BEGIN
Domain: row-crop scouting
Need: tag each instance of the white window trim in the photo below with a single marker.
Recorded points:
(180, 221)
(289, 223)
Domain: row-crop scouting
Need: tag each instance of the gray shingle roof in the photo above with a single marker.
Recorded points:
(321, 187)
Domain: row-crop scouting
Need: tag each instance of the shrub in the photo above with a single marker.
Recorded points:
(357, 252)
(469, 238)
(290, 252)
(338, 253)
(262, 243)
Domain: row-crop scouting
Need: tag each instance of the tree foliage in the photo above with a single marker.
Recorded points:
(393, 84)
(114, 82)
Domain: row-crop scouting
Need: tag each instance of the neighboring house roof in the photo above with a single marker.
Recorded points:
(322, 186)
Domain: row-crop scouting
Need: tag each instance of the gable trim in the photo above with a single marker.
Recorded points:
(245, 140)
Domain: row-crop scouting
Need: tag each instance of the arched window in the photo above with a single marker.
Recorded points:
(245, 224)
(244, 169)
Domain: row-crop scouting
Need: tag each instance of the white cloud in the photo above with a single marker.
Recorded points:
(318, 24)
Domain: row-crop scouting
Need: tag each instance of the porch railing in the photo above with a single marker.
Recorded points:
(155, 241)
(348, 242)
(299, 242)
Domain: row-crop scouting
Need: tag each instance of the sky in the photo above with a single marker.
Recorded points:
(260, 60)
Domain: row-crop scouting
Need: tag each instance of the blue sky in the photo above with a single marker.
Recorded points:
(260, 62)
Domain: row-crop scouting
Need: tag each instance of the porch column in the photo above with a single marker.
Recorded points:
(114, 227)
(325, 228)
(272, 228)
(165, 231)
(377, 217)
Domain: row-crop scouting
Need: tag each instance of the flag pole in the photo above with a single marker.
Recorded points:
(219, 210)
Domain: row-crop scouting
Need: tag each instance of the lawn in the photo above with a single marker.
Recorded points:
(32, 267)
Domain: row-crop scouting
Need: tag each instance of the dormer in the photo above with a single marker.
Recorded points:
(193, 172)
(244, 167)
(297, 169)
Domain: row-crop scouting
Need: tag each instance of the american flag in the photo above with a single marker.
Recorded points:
END
TASK BRIEF
Repeat the entire listing exactly.

RESULT OF THE EXERCISE
Domain: row-crop scouting
Need: tag each instance of the white window trim in the photo below with a single marker.
Recorded points:
(180, 221)
(289, 223)
Domain: row-crop scouting
Need: tag each instance of the gray shingle roof in the photo above with a single marker.
Recorded points:
(321, 187)
Domain: row-crop scouting
Need: tag each instance of the shrub in the photo above with a single marker.
Recorded points:
(357, 252)
(469, 238)
(290, 252)
(338, 253)
(262, 243)
Domain: row-crop scouting
Need: tag each instance of the tree foliage in the photo above with a single marker.
Recorded points:
(393, 84)
(114, 82)
Domain: row-crop scouting
Need: tag each instance of the neighboring house roof in the photo above with a single marker.
Recorded points:
(322, 186)
Domain: row-crop scouting
Need: tag each instance of the gable trim in the photo above with a single marker.
Recorded points:
(245, 140)
Domain: row-crop scouting
Need: tag each instance of the arched window in the photo above with a single marker.
Recorded points:
(245, 224)
(244, 169)
Domain: row-crop scouting
Need: tag each instance of the white cloud in the photo above with a single marker.
Recorded points:
(318, 24)
Domain: row-crop scouting
Need: tag each instance of the porch railing in the photo above with a single marker.
Recorded points:
(155, 241)
(348, 242)
(299, 242)
Domain: row-crop scouting
Need: tag each instance of the sky in the photo above with a single marker.
Recorded points:
(260, 60)
Domain: row-crop scouting
Need: tag each instance of the blue sky in the photo above with a single marker.
Recorded points:
(260, 62)
Domain: row-crop scouting
Need: tag each instance of the porch column in the photo above with a single marker.
Recorded points:
(114, 227)
(325, 228)
(272, 228)
(165, 231)
(377, 217)
Domain: row-crop scouting
Need: tag each instance of the flag pole in the photo above with a single marker.
Recorded points:
(219, 210)
Domain: row-crop scouting
Need: tag each instance of the lawn in the photo above with a single marker.
Recorded points:
(32, 267)
Domain: row-crop scouting
Need: tag each instance of the dormer in the photo above with a single marker.
Recorded points:
(193, 172)
(244, 167)
(297, 169)
Domain: row-crop scouting
Need: tag each instance of the american flag in the photo above with a single marker.
Recorded points:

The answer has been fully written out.